* Passage provided:

BiS – WHO KiLLED IDOL?So, farewell then, Brand-new idol Society. Fated from their 2010 inception to have a lifespan of only a few years, the subversive and entirely unprecedented idol group fronted by the “new age rock icon” Pour Lui is finally nearing its …
So, farewell then, Brand-new idol Society. Fated from their 2010 inception to have a lifespan of only a few years, the subversive and entirely unprecedented idol group fronted by the “new age rock icon” Pour Lui is finally nearing its ultimate goal of disbanding (or should that be DiSbanding?) at the peak of its career. Their parting message to the world comes in the form of WHO KiLLED IDOL?, their final studio album together.
And things have changed quite a bit since the release of their 2012 major-label debut album IDOL is DEAD, such as the group having gone through a surprising number of different lineups since then, with only two of its original four founding members remaining – but the most important change they’ve made is that of their artistic maturation.

* Data section:
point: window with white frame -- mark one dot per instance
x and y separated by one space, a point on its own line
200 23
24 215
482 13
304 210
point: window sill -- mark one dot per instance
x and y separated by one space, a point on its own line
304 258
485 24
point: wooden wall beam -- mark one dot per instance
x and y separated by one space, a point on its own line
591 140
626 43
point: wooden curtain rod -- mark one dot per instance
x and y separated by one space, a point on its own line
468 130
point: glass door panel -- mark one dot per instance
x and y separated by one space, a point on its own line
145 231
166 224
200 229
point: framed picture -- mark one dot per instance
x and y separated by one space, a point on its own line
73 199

* What you need to do:
Continue the review of BiS's final album, WHO KiLLED IDOL?, picking up right after its last sentence.

* Task answer:
Two years ago, Pour Lui gleefully announced in an interview “We’re going to kill every idol group!”, a move that led to many Western onlookers hastily and clumsily branding them an “anti-idol” unit, but the reality is that they are perhaps the most pro-idol idol unit of them all. With WHO KiLLED IDOL?, BiS take the concept of the pop idol and of celebrity itself down from its pedestal and make us take a closer look, while also looking into themselves and their career so far.
If we’re going to know who killed idol, it’s important that we first understand exactly what an “idol” is. In BiS’ native Japan, the term refers to a kind of manufactured young media personality, mostly female, who appears in TV shows, films, magazines, public events and the like, all while releasing pop songs. Commonly, an idol is forbidden to smoke, drink, pursue any kind of romance, and must maintain an air of being “pure” for their audience of mostly adult male fans, known as wota. Though idol producers such as Akimoto Yasushi (the mastermind behind the multi-million-selling idol juggernaut AKB48) are quick to deny that their groups specifically provide a surrogate lover to a number of their fans, the implied romantic availability of many idols is something that is commonly noticed and criticised due to how much it’s conveyed in media. Enter BiS, who constantly attract attention for their breaking of various idol taboos, their music videos that deconstruct the concept of “idol” and attack the voyeurism of wota fans, and of course, the high quality of their punk rock-based sound.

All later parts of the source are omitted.